**Problem:** All entries below are to be returned exactly, with pictures left out.

== Given records

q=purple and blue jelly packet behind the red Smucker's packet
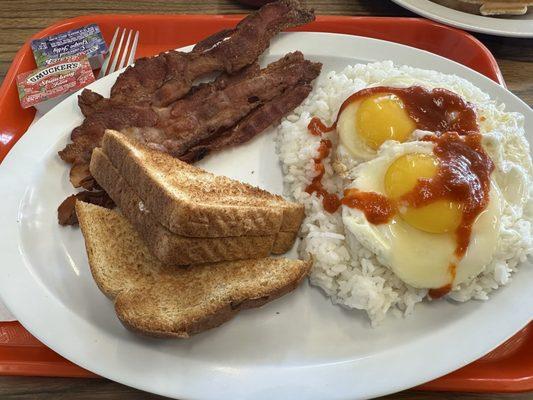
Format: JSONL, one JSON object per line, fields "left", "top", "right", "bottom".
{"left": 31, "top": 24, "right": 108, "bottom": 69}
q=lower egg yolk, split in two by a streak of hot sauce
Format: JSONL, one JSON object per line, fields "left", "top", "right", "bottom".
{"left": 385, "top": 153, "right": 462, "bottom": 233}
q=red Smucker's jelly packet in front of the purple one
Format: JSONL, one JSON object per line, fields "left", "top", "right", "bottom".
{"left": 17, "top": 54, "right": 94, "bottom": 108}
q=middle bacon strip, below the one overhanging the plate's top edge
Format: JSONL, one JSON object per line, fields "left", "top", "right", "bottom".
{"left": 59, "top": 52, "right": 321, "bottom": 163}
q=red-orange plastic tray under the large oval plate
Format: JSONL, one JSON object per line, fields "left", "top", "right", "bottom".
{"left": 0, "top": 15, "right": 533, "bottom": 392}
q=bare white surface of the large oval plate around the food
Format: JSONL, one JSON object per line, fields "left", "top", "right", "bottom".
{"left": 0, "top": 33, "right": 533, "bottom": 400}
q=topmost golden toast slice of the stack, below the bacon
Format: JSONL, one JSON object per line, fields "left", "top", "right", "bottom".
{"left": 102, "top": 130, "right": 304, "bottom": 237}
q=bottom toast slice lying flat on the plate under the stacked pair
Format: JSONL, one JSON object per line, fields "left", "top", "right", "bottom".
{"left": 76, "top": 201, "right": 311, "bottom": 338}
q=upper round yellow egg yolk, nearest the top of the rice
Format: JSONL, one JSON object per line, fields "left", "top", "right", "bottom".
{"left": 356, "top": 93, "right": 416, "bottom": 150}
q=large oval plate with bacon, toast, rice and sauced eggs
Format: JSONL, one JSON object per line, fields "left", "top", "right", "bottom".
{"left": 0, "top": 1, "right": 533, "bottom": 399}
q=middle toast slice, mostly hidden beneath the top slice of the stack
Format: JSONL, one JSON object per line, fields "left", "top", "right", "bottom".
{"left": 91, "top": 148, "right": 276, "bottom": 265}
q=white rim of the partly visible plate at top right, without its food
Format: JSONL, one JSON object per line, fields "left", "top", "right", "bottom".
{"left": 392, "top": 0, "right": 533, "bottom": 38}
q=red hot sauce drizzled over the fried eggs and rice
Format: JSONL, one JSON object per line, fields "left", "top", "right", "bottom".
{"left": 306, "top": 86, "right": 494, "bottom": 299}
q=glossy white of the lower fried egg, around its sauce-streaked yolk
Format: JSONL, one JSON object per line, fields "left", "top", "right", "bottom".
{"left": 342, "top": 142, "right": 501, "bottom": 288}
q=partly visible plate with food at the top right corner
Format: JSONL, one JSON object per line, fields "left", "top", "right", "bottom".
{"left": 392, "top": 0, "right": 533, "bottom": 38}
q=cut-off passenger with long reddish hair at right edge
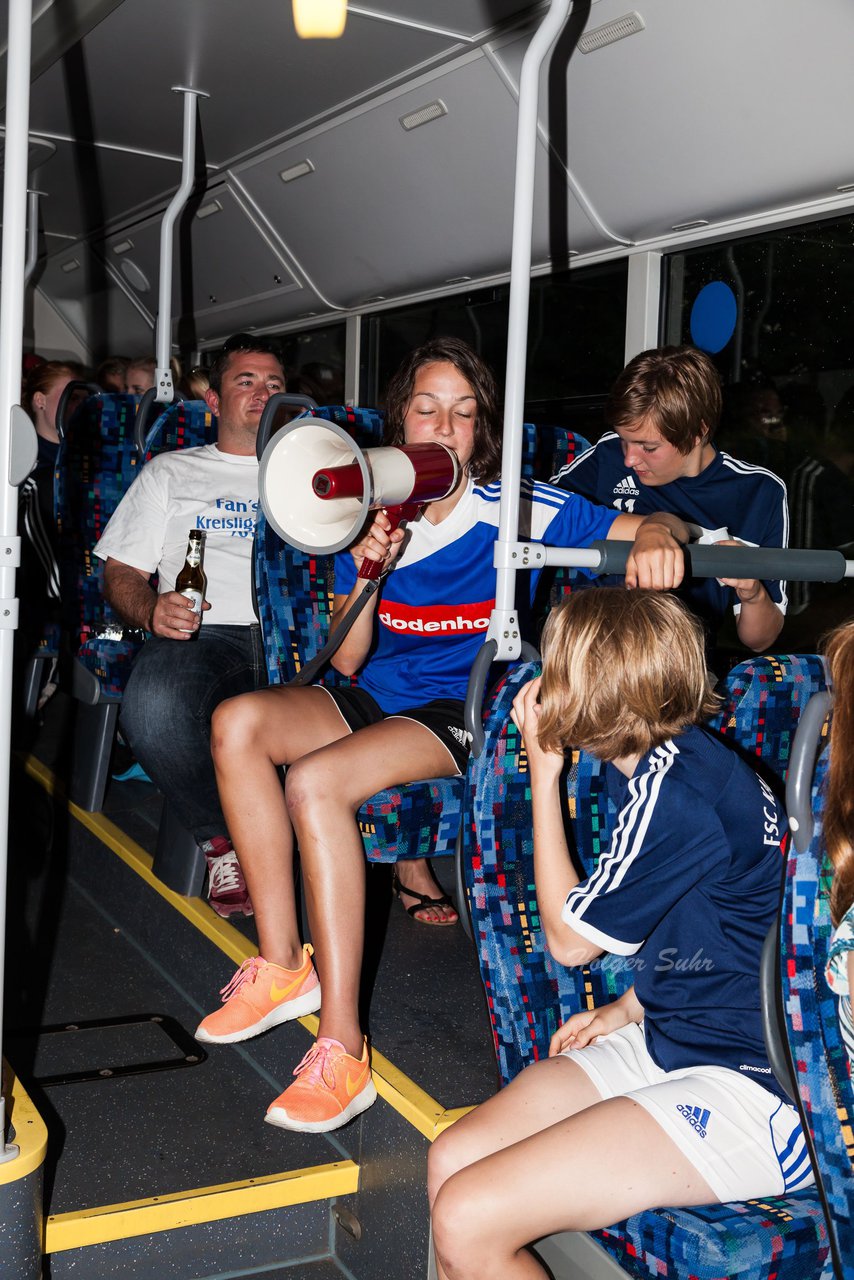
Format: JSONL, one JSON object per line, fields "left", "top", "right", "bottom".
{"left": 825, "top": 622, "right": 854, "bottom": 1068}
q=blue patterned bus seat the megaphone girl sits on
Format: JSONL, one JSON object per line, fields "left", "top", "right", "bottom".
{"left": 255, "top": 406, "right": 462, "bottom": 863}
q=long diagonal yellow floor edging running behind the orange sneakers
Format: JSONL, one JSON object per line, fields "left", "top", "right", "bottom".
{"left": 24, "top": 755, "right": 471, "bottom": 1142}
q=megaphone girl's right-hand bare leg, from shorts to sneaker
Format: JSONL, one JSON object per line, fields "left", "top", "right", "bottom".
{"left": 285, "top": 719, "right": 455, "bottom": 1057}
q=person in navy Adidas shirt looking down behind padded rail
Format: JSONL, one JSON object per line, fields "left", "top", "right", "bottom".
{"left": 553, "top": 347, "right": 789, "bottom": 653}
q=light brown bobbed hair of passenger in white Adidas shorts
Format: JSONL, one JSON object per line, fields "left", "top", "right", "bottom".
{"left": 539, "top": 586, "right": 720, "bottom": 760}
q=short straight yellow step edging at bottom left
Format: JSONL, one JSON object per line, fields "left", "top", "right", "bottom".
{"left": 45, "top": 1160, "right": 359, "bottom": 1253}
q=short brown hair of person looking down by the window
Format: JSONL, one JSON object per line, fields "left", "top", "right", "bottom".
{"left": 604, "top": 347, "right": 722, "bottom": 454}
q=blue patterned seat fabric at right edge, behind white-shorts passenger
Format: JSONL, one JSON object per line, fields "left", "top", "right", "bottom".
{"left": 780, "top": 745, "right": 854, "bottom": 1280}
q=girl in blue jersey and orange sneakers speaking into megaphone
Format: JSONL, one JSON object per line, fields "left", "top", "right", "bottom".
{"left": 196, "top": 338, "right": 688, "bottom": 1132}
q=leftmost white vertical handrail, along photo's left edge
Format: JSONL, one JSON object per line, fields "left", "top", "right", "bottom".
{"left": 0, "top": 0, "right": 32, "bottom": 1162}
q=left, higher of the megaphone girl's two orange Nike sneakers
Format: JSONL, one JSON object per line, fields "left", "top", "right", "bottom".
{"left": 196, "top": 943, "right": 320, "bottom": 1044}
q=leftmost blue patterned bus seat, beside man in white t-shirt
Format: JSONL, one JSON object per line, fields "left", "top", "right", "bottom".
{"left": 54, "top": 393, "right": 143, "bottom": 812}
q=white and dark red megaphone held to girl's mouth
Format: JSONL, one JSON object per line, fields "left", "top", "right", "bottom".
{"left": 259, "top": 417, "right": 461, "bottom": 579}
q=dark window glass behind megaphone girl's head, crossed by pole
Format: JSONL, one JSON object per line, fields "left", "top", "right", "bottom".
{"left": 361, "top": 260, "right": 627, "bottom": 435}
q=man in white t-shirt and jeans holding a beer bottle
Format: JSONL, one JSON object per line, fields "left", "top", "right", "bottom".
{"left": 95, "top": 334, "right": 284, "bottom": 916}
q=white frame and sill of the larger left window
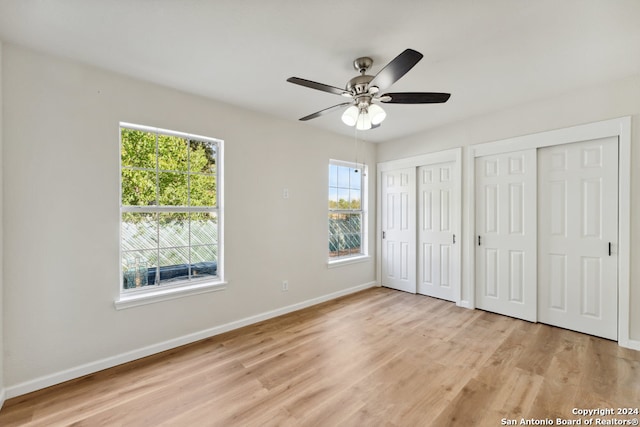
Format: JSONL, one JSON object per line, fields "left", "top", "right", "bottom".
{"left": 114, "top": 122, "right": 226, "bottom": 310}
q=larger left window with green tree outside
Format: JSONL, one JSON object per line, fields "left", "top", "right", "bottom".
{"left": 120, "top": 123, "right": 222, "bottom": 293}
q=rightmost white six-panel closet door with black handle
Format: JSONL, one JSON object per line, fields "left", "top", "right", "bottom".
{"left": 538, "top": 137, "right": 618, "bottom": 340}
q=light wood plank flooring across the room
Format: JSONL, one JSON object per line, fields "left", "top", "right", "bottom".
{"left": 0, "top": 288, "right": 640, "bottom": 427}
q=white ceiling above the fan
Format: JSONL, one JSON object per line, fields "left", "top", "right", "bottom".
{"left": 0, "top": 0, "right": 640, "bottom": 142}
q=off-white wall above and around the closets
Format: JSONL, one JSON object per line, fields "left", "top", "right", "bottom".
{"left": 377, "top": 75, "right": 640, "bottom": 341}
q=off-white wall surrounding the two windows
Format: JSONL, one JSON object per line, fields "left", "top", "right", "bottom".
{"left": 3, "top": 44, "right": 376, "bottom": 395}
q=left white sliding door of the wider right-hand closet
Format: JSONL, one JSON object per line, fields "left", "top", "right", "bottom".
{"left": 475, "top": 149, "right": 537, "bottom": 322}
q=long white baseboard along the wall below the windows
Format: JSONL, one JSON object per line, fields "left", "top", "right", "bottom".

====

**Answer section:**
q=purple and blue jelly packet behind the red Smucker's packet
Format: JSONL, one JSON object per line, fields "left", "top", "right", "bottom".
{"left": 31, "top": 24, "right": 108, "bottom": 69}
q=lower egg yolk, split in two by a streak of hot sauce
Format: JSONL, one JSON object per line, fields "left", "top", "right", "bottom".
{"left": 385, "top": 153, "right": 462, "bottom": 233}
q=red Smucker's jelly packet in front of the purple one
Format: JSONL, one JSON object per line, fields "left", "top", "right", "bottom".
{"left": 17, "top": 54, "right": 94, "bottom": 108}
q=middle bacon strip, below the one overhanging the plate's top edge
Format: JSONL, one JSON object per line, fields "left", "top", "right", "bottom".
{"left": 59, "top": 52, "right": 321, "bottom": 163}
q=red-orange plastic tray under the large oval plate
Format: JSONL, one JSON object per line, fields "left", "top", "right", "bottom".
{"left": 0, "top": 15, "right": 533, "bottom": 392}
q=bare white surface of the large oval plate around the food
Format: JSONL, one JSON object per line, fields "left", "top", "right", "bottom".
{"left": 0, "top": 33, "right": 533, "bottom": 400}
q=topmost golden toast slice of the stack, below the bacon
Format: JSONL, one JSON object per line, fields "left", "top", "right", "bottom".
{"left": 102, "top": 130, "right": 304, "bottom": 237}
q=bottom toast slice lying flat on the plate under the stacked pair
Format: JSONL, one JSON object per line, fields "left", "top", "right", "bottom".
{"left": 76, "top": 201, "right": 311, "bottom": 338}
q=upper round yellow egg yolk, nearest the top of the rice
Format: JSONL, one JSON object per line, fields "left", "top", "right", "bottom".
{"left": 356, "top": 93, "right": 416, "bottom": 150}
q=large oval plate with bacon, toast, rice and sauced eggs
Format: JSONL, one JSON object per line, fields "left", "top", "right", "bottom".
{"left": 0, "top": 1, "right": 533, "bottom": 399}
q=middle toast slice, mostly hidden beneath the top slice of the stack
Format: JSONL, one JSON object per line, fields "left", "top", "right", "bottom".
{"left": 91, "top": 148, "right": 276, "bottom": 265}
q=white rim of the partly visible plate at top right, without its food
Format: JSONL, one JSON object per line, fields "left", "top", "right", "bottom".
{"left": 392, "top": 0, "right": 533, "bottom": 38}
q=red hot sauce drizzled over the fried eggs and rice
Format: JSONL, one JSON object per line, fields "left", "top", "right", "bottom".
{"left": 306, "top": 86, "right": 494, "bottom": 299}
q=glossy white of the lower fried egg, around its sauce-streaked yolk
Format: JSONL, one JSON object per line, fields "left", "top", "right", "bottom".
{"left": 342, "top": 142, "right": 501, "bottom": 288}
q=partly visible plate with food at the top right corner
Format: JSONL, one JSON object per line, fields "left", "top", "right", "bottom".
{"left": 392, "top": 0, "right": 533, "bottom": 38}
q=cut-off passenger with long reddish hair at right edge
Format: JSONL, one JSON object per line, fields "left", "top", "right", "bottom".
{"left": 825, "top": 622, "right": 854, "bottom": 1068}
q=blue patterned bus seat the megaphone girl sits on
Format: JSONL, one JSON object per line, fields "left", "top", "right", "bottom".
{"left": 255, "top": 406, "right": 462, "bottom": 863}
q=long diagonal yellow floor edging running behind the orange sneakers
Format: JSONL, one JSON object per line, fields "left", "top", "right", "bottom".
{"left": 24, "top": 755, "right": 471, "bottom": 1142}
q=megaphone girl's right-hand bare leg, from shorts to sneaker
Format: JSONL, one JSON object per line, fields "left", "top", "right", "bottom".
{"left": 285, "top": 719, "right": 455, "bottom": 1057}
q=person in navy Adidas shirt looking down behind padded rail
Format: JSONL, one JSON object per line, fields "left", "top", "right", "bottom".
{"left": 553, "top": 347, "right": 789, "bottom": 653}
q=light brown bobbed hair of passenger in white Adidas shorts
Format: JSONL, one JSON object per line, fields "left", "top", "right", "bottom".
{"left": 539, "top": 586, "right": 720, "bottom": 760}
q=short straight yellow step edging at bottom left
Format: JSONL, one JSON object per line, fields "left", "top", "right", "bottom".
{"left": 45, "top": 1160, "right": 359, "bottom": 1253}
q=short brown hair of person looking down by the window
Format: JSONL, one JSON object per line, fields "left", "top", "right", "bottom".
{"left": 604, "top": 347, "right": 722, "bottom": 454}
q=blue patterned seat fabric at right edge, behind white-shorts passenger
Format: JSONL, one JSON object per line, fields "left", "top", "right", "bottom".
{"left": 780, "top": 745, "right": 854, "bottom": 1280}
q=girl in blue jersey and orange sneakers speaking into megaphone
Format: JSONL, one JSON object per line, fields "left", "top", "right", "bottom".
{"left": 196, "top": 338, "right": 688, "bottom": 1132}
q=leftmost white vertical handrail, along photo's left edge
Format: JSONL, one JSON object per line, fields "left", "top", "right", "bottom".
{"left": 0, "top": 0, "right": 32, "bottom": 1162}
q=left, higher of the megaphone girl's two orange Nike sneakers
Format: JSONL, one JSON object per line, fields "left", "top", "right", "bottom".
{"left": 196, "top": 943, "right": 320, "bottom": 1044}
q=leftmost blue patterned bus seat, beside man in white t-shirt
Format: JSONL, one JSON object per line, fields "left", "top", "right", "bottom".
{"left": 54, "top": 393, "right": 143, "bottom": 812}
q=white and dark red megaphone held to girl's mouth
Format: JSONL, one JSON object per line, fields "left", "top", "right", "bottom".
{"left": 259, "top": 417, "right": 461, "bottom": 579}
q=dark window glass behind megaphone girl's head, crossed by pole
Format: JSONL, one JSON object per line, fields "left", "top", "right", "bottom".
{"left": 361, "top": 260, "right": 627, "bottom": 435}
q=man in white t-shirt and jeans holding a beer bottle
Format: JSONL, one JSON object per line, fields "left", "top", "right", "bottom".
{"left": 95, "top": 334, "right": 284, "bottom": 916}
q=white frame and sill of the larger left window
Format: JSONL, one JSON object per line, fields "left", "top", "right", "bottom".
{"left": 114, "top": 122, "right": 226, "bottom": 310}
q=larger left window with green tree outside
Format: JSONL, one JSON object per line, fields "left", "top", "right", "bottom".
{"left": 120, "top": 123, "right": 222, "bottom": 293}
q=rightmost white six-panel closet door with black handle
Format: JSONL, one JSON object per line, fields "left", "top", "right", "bottom".
{"left": 538, "top": 137, "right": 618, "bottom": 340}
q=light wood plank flooring across the room
Format: JSONL, one JSON object per line, fields "left", "top", "right", "bottom".
{"left": 0, "top": 288, "right": 640, "bottom": 427}
q=white ceiling above the fan
Format: JSONL, one JSON object per line, fields "left", "top", "right", "bottom".
{"left": 0, "top": 0, "right": 640, "bottom": 142}
q=off-white wall above and around the closets
Format: JSONL, one JSON object per line, fields "left", "top", "right", "bottom".
{"left": 377, "top": 75, "right": 640, "bottom": 341}
q=off-white wall surrounding the two windows
Format: JSONL, one JSON object per line, fields "left", "top", "right", "bottom".
{"left": 3, "top": 44, "right": 376, "bottom": 395}
q=left white sliding door of the wider right-hand closet
Format: JSONL, one JSON object per line, fields "left", "top", "right", "bottom".
{"left": 475, "top": 149, "right": 537, "bottom": 322}
q=long white baseboard along the wall below the windows
Format: JSONL, one JSON object per line, fields "left", "top", "right", "bottom".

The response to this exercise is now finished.